Write the next few sentences of the news report on the confusion over the UK's Covid Christmas plans, picking up after its final sentence.

Document passage:
........

Chaos and uncertainty surrounds the UK's Covid Christmas plans, with Boris Johnson announcing the rules remain unchanged across the country, Wales' first minister announcing only two households can meet and Nicola Sturgeon urging people to meet loved ones if it is "essential".
Northern Ireland's leaders have not made an updated statement on Christmas plans.
Between December 23 and 27, people in England and Scotland can form a "bubble" from December 23 to 27, while people travelling to and from Northern Ireland will be allowed an extra day either side of these dates.
Yet while the prime minister was speaking in the Commons telling MPs there was “unanimous agreement” across the four nations “that we should proceed in principle with the existing regulations”, Wales' first minister announced that only two rather than three households can meet together.
However, it is thought this is a change in advice rather than in the law.
Mark Drakeford went on to say that all non-essential retail and gyms would close at the end of trading on Christmas Eve with hospitality having to close from 6pm on Christmas Day, with the lockdown lasting for three weeks.
The confusion came after two days of talks between the leaders of the devolved nations and Cabinet Office minister Michael Gove.
Political Correspondent Carl Dinnen reports on the Christmas confusion
While the rules have not changed in Scotland, First Minister Nicola Sturgeon recommended that those people forming a Christmas bubble should only meet up on one day and not stay overnight “unless it is unavoidable”.
She said: “Firstly and unequivocally the safest way to spend Christmas this year for you and for those you love is to stay within your own household and your own home.
“My strong recommendation is this is what you should do if at all possible.”
She said any mixing with other households should take place outside, if possible, but if it is “essential” to meet indoors, people should limit the time of that meeting and the numbers involved as much as possible.

........

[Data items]
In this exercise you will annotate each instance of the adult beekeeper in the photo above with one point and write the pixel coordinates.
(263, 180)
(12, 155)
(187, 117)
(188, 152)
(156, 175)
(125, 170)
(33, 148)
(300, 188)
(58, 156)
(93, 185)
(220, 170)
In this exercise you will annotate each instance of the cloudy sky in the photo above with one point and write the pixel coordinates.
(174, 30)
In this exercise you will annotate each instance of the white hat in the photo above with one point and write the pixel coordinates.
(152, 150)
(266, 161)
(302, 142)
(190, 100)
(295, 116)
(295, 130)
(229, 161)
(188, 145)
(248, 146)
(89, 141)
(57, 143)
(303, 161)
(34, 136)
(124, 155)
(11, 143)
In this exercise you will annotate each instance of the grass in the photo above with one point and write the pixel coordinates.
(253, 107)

........

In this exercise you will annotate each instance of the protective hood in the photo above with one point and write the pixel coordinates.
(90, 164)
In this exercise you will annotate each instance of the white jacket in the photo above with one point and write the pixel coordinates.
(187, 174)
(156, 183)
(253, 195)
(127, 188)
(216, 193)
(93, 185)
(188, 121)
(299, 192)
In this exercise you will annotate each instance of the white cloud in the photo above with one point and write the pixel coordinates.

........

Response box:
Speaking at the same time, Mr Johnson urged people to “exercise extreme caution” and avoid seeing elderly relatives at Christmas, while also claiming unanimity across the four nations.
At PMQs, Mr Johnson said it is right to “stress the importance of people taking care this Christmas”, particularly due to the risk of asymptomatic transmission of coronavirus.
He told MPs: “We should exercise extreme caution in the way we celebrate Christmas.”
Mr Johnson told MPs there was “unanimous agreement” across the four nations “that we should proceed in principle with the existing regulations”.
“We don’t want to criminalise people’s long-made plans,” he said.
“But we do think it’s absolutely vital that people should – at this very, very tricky time – exercise a high degree of personal responsibility, especially when they come into contact with elderly people, and avoid contact with elderly people wherever possible.”
Downing Street said the prime minister’s claim of a unanimous approach was because they had agreed not to change the regulations, although it was up to the individual nations to set out their own guidance.
In Northern Ireland, First Minister Arlene Foster said the public must take “all and every precaution” at Christmas and proposals for further restrictions will be brought forward on Thursday.
The relaxed rules over Christmas come despite warnings from medical experts about the dangers.
For only the second time in 100 years, leading medical publications the British Medical Journal and the Health Service Journal joined forces to call for Christmas plans to be scrapped in order to bring down Covid-19 numbers ahead of a "likely third wave".
In a joint plea they said the government should "reverse its rash decision to allow household mixing and instead extend the tiers over the five-day Christmas period in order to bring numbers down".
Pressure had been mounting for the government to scrap its plan for Christmas amid rising coronavirus cases around the country, with a new, fast-spreading strain having been identified.
The new variant could be contributing to significant rises in virus prevalence in London, parts of Essex and parts of Hertfordshire, which are being placed into Tier 3 of restrictions overnight.